(Point placement records)
>>>
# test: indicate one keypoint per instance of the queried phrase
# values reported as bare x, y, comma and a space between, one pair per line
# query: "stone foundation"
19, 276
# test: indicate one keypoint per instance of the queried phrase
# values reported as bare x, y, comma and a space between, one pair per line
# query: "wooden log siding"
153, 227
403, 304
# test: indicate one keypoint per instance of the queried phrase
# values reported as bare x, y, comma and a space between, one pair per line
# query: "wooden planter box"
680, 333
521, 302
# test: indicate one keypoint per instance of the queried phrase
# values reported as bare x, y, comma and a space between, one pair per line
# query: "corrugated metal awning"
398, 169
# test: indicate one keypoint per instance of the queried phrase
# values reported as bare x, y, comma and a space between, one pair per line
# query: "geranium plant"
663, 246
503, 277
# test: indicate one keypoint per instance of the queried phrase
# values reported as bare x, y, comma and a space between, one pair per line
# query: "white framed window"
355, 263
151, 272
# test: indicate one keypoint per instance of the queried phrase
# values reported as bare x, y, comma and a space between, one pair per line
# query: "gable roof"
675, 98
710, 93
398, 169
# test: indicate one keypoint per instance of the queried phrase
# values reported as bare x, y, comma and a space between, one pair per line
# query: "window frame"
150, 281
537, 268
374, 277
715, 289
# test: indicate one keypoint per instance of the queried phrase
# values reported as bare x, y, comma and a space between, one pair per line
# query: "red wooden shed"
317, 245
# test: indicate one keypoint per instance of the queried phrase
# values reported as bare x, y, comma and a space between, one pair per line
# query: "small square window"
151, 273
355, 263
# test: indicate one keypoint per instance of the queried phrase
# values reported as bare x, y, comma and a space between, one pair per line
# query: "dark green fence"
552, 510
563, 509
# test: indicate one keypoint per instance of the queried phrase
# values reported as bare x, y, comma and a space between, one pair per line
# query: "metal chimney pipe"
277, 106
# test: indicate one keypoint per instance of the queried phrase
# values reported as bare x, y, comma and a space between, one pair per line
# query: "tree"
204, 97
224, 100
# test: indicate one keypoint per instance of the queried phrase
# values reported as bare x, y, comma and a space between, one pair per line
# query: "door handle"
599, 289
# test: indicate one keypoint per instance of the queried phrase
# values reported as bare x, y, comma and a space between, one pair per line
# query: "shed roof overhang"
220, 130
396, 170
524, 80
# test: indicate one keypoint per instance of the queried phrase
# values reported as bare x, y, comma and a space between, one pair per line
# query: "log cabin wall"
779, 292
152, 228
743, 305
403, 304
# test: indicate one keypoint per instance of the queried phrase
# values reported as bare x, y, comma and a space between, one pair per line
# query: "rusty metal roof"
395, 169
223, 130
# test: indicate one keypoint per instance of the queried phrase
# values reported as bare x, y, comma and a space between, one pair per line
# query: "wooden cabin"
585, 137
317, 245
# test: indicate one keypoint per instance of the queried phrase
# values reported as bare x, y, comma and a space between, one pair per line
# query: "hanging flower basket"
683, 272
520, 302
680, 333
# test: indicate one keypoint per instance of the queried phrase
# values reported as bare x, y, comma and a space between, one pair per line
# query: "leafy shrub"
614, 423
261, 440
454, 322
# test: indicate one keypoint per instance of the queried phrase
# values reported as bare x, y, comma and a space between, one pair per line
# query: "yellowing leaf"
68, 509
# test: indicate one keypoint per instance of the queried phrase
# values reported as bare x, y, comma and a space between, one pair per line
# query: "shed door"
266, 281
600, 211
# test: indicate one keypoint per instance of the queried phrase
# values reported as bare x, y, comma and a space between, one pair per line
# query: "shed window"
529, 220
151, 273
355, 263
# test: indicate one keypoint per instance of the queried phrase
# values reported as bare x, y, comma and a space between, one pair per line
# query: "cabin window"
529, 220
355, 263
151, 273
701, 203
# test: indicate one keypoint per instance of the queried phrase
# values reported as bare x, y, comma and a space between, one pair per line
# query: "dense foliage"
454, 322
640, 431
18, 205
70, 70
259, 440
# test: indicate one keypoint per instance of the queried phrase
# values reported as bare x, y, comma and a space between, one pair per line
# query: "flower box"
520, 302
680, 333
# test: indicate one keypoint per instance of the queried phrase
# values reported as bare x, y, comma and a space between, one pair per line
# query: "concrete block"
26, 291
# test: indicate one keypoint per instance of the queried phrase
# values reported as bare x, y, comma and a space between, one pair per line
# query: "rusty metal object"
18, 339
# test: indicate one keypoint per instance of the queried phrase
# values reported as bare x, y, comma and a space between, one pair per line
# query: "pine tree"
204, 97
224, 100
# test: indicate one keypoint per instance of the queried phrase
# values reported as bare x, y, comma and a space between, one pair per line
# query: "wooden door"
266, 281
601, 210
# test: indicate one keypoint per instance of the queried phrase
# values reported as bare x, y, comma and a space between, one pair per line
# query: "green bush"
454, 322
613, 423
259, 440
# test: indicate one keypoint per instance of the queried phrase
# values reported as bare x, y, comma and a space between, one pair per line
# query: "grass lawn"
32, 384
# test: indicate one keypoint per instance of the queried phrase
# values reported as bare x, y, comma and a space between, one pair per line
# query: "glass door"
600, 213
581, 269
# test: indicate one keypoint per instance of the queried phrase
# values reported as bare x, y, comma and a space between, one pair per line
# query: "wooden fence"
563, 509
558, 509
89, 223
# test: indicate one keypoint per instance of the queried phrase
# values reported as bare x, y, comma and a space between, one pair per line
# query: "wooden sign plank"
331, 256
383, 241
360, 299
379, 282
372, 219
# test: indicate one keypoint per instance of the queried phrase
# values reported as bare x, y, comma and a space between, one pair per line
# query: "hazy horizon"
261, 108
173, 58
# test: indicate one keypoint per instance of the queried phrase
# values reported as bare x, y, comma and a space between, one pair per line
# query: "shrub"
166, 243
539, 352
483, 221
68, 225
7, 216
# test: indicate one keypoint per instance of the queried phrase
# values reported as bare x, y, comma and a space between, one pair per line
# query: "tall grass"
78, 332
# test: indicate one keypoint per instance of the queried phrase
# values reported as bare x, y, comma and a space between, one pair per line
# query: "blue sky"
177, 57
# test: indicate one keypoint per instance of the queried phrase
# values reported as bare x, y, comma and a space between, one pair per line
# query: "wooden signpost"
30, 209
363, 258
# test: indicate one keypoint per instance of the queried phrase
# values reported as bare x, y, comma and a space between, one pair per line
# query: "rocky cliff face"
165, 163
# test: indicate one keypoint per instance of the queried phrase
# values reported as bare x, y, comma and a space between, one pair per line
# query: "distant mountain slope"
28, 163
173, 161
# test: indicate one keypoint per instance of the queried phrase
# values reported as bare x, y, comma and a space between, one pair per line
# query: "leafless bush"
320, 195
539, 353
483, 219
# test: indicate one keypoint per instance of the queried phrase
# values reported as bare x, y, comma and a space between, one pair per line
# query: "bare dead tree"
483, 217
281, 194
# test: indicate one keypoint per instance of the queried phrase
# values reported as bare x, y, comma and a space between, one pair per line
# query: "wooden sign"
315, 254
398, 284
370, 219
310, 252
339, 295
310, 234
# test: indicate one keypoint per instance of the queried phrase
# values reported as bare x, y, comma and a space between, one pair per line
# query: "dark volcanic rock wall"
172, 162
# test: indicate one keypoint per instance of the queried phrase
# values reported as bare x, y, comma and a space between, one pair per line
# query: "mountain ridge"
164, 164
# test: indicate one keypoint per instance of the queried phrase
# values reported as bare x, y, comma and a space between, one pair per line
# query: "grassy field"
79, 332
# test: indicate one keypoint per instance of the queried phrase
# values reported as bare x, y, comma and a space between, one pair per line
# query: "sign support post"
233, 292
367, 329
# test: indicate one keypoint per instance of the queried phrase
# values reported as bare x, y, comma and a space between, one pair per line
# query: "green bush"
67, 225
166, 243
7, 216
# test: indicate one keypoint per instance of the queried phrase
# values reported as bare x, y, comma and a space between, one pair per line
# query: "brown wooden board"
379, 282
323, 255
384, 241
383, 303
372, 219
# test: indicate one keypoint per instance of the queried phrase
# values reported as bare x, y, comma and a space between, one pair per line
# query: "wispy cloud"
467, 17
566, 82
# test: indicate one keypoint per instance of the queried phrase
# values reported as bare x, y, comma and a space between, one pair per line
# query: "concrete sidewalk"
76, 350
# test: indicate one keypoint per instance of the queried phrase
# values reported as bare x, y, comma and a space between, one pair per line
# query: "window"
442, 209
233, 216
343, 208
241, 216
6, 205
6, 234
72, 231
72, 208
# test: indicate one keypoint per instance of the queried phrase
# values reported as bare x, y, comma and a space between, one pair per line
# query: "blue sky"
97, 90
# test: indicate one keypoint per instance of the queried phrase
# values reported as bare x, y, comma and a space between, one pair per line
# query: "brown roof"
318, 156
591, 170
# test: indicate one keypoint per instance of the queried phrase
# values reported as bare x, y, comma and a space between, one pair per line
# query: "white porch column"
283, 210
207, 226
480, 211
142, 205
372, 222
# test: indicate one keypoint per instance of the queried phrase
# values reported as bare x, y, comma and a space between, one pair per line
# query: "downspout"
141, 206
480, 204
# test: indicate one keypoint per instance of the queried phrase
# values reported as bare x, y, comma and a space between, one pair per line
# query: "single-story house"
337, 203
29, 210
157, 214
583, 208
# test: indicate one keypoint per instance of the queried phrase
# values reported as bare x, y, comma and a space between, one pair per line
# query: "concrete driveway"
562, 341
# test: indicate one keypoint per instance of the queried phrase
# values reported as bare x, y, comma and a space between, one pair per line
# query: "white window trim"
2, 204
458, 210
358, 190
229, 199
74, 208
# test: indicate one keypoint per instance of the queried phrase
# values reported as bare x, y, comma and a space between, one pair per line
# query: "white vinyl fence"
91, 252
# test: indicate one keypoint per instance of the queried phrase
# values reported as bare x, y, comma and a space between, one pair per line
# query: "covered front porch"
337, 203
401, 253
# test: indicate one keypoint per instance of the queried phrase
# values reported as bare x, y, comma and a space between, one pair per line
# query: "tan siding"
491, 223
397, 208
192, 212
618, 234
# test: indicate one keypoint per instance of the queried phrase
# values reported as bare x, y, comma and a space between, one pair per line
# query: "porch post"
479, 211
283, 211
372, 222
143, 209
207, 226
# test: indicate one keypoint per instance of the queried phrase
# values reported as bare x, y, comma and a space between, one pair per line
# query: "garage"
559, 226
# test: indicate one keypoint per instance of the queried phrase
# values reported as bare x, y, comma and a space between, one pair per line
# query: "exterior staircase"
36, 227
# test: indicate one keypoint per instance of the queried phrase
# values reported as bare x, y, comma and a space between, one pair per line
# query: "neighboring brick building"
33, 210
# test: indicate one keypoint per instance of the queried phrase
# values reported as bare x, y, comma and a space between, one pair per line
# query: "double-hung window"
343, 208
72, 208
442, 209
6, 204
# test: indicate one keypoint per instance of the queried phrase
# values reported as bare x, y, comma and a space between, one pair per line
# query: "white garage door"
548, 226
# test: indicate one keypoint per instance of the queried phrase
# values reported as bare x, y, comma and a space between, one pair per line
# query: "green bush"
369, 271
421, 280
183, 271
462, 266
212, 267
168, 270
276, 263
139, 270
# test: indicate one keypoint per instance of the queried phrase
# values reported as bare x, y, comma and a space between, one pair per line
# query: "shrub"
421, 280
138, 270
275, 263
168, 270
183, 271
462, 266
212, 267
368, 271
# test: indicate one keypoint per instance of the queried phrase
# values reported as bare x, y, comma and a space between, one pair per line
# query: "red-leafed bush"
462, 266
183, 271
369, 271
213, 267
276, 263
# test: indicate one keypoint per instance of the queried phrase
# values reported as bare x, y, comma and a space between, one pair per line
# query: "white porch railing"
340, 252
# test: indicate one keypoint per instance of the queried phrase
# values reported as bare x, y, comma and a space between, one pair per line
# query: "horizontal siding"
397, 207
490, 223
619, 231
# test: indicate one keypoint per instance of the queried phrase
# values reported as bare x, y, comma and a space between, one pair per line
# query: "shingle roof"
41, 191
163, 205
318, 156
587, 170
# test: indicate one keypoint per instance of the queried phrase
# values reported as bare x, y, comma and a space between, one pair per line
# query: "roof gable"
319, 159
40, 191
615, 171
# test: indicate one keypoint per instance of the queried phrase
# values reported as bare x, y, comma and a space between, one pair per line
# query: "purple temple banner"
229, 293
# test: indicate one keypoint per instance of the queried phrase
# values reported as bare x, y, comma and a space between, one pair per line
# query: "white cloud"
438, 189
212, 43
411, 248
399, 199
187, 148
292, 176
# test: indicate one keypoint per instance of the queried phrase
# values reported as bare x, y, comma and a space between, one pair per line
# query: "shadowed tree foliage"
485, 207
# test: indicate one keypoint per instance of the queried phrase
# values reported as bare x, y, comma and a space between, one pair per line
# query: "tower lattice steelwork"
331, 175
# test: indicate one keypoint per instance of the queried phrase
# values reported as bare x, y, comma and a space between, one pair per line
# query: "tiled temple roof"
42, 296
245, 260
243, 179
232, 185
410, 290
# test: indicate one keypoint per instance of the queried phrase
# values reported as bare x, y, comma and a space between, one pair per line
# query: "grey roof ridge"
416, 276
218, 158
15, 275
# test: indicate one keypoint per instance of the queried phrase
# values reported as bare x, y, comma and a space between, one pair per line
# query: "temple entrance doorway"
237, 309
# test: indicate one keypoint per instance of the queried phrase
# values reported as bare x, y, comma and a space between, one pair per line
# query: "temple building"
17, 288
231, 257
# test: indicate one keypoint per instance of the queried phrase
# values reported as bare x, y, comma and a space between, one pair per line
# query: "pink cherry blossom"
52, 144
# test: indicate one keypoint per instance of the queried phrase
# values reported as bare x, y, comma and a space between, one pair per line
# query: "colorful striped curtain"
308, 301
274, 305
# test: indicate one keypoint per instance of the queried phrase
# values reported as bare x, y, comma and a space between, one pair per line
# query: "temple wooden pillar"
<<<
# Goal
Locate each line in the records above that contains the word "dark" and copy those lines. Matching is case-sensitive.

# Written solution
# query: "dark green fence"
# query: "dark volcanic rock wall"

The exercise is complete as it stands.